* Record extracts:
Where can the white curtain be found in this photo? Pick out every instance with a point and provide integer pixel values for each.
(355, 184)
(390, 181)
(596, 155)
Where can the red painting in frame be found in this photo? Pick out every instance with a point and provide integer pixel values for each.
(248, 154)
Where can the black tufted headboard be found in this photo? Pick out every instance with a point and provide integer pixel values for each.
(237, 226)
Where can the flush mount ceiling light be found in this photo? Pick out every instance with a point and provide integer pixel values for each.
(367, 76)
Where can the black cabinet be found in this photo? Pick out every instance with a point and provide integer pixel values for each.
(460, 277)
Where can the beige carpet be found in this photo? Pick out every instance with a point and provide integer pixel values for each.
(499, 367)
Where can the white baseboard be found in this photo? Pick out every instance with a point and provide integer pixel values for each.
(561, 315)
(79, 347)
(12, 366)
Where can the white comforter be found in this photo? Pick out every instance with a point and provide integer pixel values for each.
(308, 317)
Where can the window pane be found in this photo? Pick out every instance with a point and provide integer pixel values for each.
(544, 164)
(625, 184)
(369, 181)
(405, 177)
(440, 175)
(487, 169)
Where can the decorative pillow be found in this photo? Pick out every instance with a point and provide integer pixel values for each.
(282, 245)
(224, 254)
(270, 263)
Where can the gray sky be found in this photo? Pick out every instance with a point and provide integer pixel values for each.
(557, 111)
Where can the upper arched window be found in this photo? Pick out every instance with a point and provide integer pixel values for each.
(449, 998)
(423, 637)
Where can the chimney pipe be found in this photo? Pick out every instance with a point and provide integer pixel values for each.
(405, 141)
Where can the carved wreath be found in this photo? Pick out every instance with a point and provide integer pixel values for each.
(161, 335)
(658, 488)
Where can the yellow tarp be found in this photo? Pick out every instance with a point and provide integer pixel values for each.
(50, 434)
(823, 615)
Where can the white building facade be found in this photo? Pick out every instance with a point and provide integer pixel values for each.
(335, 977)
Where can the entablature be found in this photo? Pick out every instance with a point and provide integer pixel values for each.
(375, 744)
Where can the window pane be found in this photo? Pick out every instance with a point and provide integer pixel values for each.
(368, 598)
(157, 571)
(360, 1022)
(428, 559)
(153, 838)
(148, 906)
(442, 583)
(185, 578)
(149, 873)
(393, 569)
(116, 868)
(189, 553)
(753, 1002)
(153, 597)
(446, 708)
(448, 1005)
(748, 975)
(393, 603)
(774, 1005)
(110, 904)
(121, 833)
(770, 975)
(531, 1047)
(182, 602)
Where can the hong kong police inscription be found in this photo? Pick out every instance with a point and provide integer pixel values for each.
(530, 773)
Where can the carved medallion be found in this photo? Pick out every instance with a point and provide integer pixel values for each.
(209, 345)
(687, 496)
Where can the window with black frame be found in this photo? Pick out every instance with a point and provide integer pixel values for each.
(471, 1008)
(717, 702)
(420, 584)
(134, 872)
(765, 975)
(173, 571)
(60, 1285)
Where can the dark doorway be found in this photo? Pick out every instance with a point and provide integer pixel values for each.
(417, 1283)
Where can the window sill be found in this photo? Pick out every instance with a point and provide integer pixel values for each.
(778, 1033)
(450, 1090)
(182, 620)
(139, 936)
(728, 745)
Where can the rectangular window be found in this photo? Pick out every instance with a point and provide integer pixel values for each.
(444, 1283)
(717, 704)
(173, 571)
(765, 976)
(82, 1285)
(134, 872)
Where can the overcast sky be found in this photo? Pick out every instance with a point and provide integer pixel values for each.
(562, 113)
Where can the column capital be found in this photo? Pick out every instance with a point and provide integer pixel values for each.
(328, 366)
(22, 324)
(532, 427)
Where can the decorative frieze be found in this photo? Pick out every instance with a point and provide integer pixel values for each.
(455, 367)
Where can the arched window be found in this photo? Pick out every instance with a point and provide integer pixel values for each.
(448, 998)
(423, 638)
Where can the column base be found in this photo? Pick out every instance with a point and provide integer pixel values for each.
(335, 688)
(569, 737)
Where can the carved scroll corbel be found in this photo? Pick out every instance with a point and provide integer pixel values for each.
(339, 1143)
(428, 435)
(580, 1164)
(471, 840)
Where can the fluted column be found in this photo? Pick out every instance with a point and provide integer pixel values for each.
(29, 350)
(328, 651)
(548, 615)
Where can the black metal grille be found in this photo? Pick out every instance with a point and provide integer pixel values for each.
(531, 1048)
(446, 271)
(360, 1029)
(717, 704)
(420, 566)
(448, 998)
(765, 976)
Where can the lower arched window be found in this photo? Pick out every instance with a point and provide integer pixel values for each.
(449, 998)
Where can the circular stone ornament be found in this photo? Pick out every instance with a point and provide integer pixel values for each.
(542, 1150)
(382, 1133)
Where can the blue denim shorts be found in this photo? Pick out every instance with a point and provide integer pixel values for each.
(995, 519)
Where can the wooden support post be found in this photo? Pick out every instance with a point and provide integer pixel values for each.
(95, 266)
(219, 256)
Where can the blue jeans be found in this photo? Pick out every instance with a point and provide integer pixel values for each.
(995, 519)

* Task requirements:
Word for word, transcribe each of the entries above.

* Finished exercise:
Where can the white curtain be found in this photo? Pick out every instance with a point and provide integer pixel values for each.
(355, 184)
(390, 181)
(596, 155)
Where can the red painting in frame be found in this photo? Pick out every instance with a point and provide integer pixel values for each.
(248, 154)
Where can the black tufted headboard be found in this photo? Pick out every instance with a point and provide integer pixel values for each.
(237, 226)
Where can the flush mount ceiling light be found in this photo? Pick out every instance with a point and provide integer pixel values for each.
(367, 76)
Where can the black cabinet be found in this photo? Pick out every instance with a point and provide integer pixel values for each.
(460, 277)
Where can the beige carpet be found in this photo? Pick out every instance with a point and provide integer pixel values for each.
(499, 367)
Where can the white baseboard be found in this photo? Pick out every instance with a point and provide integer pixel values for each.
(561, 315)
(79, 347)
(12, 366)
Where can the white comforter be found in this photo? Pick out every instance with a point and provide integer pixel values for each.
(308, 317)
Where can the window pane be found in this photo? Pick out every instance with a point and provide integer pixel values for each.
(544, 164)
(625, 184)
(369, 181)
(405, 177)
(440, 175)
(487, 169)
Where can the decorative pillow be found in this photo? Pick out every instance with a point and provide integer pixel values for each.
(282, 245)
(224, 254)
(270, 263)
Where can the gray sky be found in this photo? Pick out every instance with a point and provide integer pixel values for each.
(557, 111)
Where can the upper arched window be found in this photo? Pick out every instance with a point and provide integer pixel values for each.
(449, 998)
(423, 637)
Where can the chimney pipe be found in this photo? Pick out every instance with a point and provide integer pixel values for each.
(405, 141)
Where can the carved wreath be found in this photo? Pick out every instance with a point and provide integer pixel values for each.
(161, 335)
(658, 488)
Where can the yellow tarp be found in this photo? Pick out every instance with a point and provide integer pixel values for each.
(50, 434)
(823, 615)
Where can the white building facade be found in this photo? Pick out every instance with a point and provide integer pixel values for each.
(335, 977)
Where can the entablature be found in this photo? Pick out every instance with a point and provide integer pixel values for each.
(375, 744)
Where can the window pane be found in this photo? Pick out every instance with a point and provide integer pixel values for each.
(368, 598)
(157, 571)
(360, 1022)
(428, 559)
(153, 838)
(148, 906)
(442, 583)
(185, 578)
(149, 873)
(393, 569)
(116, 868)
(189, 553)
(753, 1002)
(153, 597)
(446, 708)
(448, 1005)
(748, 975)
(393, 603)
(774, 1005)
(110, 904)
(121, 833)
(770, 975)
(531, 1047)
(182, 602)
Where can the hong kong police inscription be found in this photo? Pick out every instance with a point and provide integer pixel values for each.
(530, 773)
Where can the carved medallion be found in this photo? Pick out every instance with a point and provide integer pixel values for each.
(209, 345)
(687, 496)
Where can the window with black frame be found in this photo? Pick out every instance with a point and provide integer pixel values for each.
(471, 1008)
(717, 702)
(420, 584)
(134, 872)
(765, 975)
(173, 571)
(60, 1285)
Where can the dark doorway be found in this photo? Pick out every instance with a point and provide integer pixel values for each.
(417, 1283)
Where can the window sill be found in this photo? Pick out every instance with a point and provide integer pixel values for each.
(778, 1033)
(450, 1090)
(182, 620)
(139, 936)
(728, 745)
Where can the rectangular window be found in this photo? Pick out every instance with a point and provide integer pixel values for each.
(444, 1283)
(717, 704)
(173, 571)
(765, 976)
(82, 1285)
(134, 872)
Where can the overcast sky be found in this photo? Pick out every instance with a point and provide integer pixel values for each.
(562, 113)
Where can the column capital be found in this photo? Pick out every instance with a point and provide integer pixel values for each.
(328, 366)
(22, 324)
(532, 427)
Where can the decorative frieze be found in this photo? Pick out every instance with a point and provide integer pixel values for each.
(455, 367)
Where can the arched window be found in this photo? Pick out every instance with a point and provide integer pixel values for each.
(448, 998)
(423, 638)
Where can the column base be found in this photo? Pick out every instance with a point and provide integer pixel values for each.
(335, 688)
(569, 737)
Where can the carved scroll corbel be found in this photo? Pick out every instance with a point and provide integer pixel values for each.
(339, 1143)
(428, 435)
(580, 1164)
(471, 840)
Where can the fluted column be found in this photo? Pick out every instance with a point and provide integer pixel values for each.
(29, 350)
(328, 651)
(548, 615)
Where can the black metal grille be found in this photo? Pick out every instance with a point and provide integer pixel values for each.
(531, 1048)
(446, 271)
(360, 1029)
(717, 704)
(420, 566)
(448, 998)
(765, 976)
Where can the lower arched window be found in this photo? Pick out every instance with a point and provide integer pixel values for each.
(449, 998)
Where can the circular stone ornament be found in this photo? Pick out every instance with a point and provide integer pixel values for each.
(542, 1150)
(382, 1133)
Where can the blue denim shorts be found in this photo? Pick out every instance with a point and provide integer pixel values for each.
(995, 519)
Where can the wooden support post be found in this photo? Pick out every instance with a point and provide integer pixel values for each.
(95, 266)
(219, 256)
Where can the blue jeans be found in this photo? Pick out every instance with a point and provide integer pixel values for each.
(995, 519)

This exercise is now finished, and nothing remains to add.